■ **Page text**:
Life in a simple ‘ Humpies’ home of bush timber, white-washed flour bags and earth floors, had little to offer the young Thomas, until a local ex marine, Joe Westcott, introduced him to Aesop’s Fables, spurring a lifelong quest for knowledge. Under the guidance of William Dobell, Gleghorn embraced painting at the age of 24 and began exhibiting in Sydney from 1954. Today, Thomas Gleghorn is one Australia’s leading artists. A figurative and abstract painter, drawer, and printmaker, Gleghorn won over 30 major awards between 1957 and 1973 and held around 34 solo exhibitions from 1959 to 1992. Thomas worked mainly as a painter, with brief forays into the world of linocut, an artform which he taught himself. Under the Helena Rubenstein Scholarship, Gleghorn visited the Curwen Press, printing a series of 10 lithographs in 1963 at the Birgot Skiold Print Studio in London, and was included in the Tokyo Print Biennale in 1960.
Gleghorn worked as artist designer for Grace Bros, then for Farmers, Sydney, director of Blaxland Galleries, Sydney, taught at the National Art School, Sydney in 1960, was Head of Canberra Art School, Lecturer in Art, the senior lecturer at Bedford Park Teachers College, Adelaide.
For almost 50 years, Gleghorn has consistently won a multitude of art prizes; his works are represented across Australia, from regional and state galleries, to National Gallery of Australia. Corporate collections include IBM, ICI, State Bank, Perth, Sydney, London and Hong Kong.
Gleghorn was honoured with the Medal of the Order of Australia (OAM) for service to the arts as a painter and teacher. Thomas Gleghorn’s enduring love of art is matched by his love of good food and wine.

■ **Required tasks**:
1. Which organizations does the Gleghorn biography name as places where he worked, served as director, or taught?
2. According to the Gleghorn biography, at what age did Gleghorn take up painting?

■ **Recorded information**:
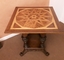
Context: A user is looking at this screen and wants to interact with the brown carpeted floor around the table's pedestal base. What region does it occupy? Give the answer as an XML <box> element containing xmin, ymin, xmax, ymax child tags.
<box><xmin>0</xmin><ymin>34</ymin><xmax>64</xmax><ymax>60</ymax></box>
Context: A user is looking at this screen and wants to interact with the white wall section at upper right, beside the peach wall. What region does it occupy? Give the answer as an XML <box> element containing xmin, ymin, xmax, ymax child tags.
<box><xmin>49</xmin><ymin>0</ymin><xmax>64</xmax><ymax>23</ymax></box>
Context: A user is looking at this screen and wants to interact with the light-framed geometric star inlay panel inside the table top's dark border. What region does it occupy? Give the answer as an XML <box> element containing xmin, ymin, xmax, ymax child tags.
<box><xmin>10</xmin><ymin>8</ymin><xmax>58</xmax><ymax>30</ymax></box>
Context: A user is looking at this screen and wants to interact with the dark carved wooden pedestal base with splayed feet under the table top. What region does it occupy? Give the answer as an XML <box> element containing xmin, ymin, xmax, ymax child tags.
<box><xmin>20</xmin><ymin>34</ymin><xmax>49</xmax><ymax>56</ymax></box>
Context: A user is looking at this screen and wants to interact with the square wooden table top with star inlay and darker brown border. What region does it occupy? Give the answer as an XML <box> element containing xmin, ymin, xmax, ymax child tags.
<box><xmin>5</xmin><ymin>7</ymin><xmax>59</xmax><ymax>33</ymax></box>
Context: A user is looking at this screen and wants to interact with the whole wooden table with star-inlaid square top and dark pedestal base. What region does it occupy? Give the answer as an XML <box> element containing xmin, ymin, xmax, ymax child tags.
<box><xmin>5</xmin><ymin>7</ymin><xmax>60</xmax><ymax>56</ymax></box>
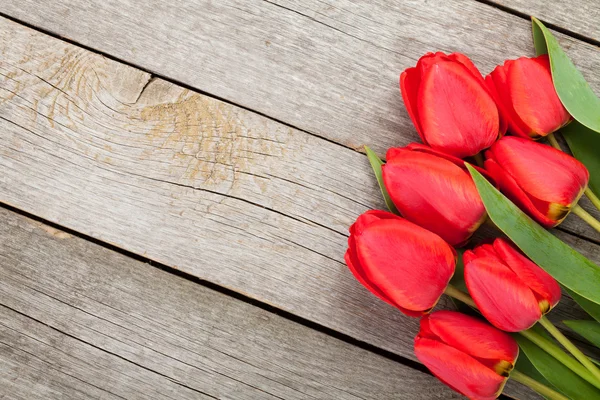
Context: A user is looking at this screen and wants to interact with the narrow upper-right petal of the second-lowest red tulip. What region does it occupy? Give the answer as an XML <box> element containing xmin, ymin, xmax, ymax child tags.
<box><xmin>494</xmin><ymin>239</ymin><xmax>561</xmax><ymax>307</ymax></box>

--

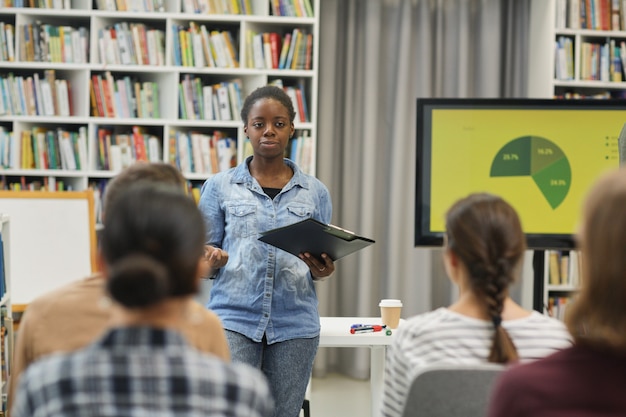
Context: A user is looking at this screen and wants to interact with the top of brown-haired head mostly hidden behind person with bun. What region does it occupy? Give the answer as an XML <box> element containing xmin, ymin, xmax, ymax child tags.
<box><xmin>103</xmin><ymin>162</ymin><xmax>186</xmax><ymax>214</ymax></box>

==

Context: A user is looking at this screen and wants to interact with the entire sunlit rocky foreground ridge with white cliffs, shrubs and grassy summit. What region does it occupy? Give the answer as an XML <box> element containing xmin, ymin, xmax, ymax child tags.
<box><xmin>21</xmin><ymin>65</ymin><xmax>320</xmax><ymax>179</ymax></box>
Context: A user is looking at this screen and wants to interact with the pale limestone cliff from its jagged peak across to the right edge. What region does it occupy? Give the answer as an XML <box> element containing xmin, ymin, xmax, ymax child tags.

■ **Results**:
1.
Grace Bros
Farmers, Sydney
Blaxland Galleries, Sydney
National Art School, Sydney
Canberra Art School
Bedford Park Teachers College, Adelaide

2. At the age of 24, under the guidance of William Dobell.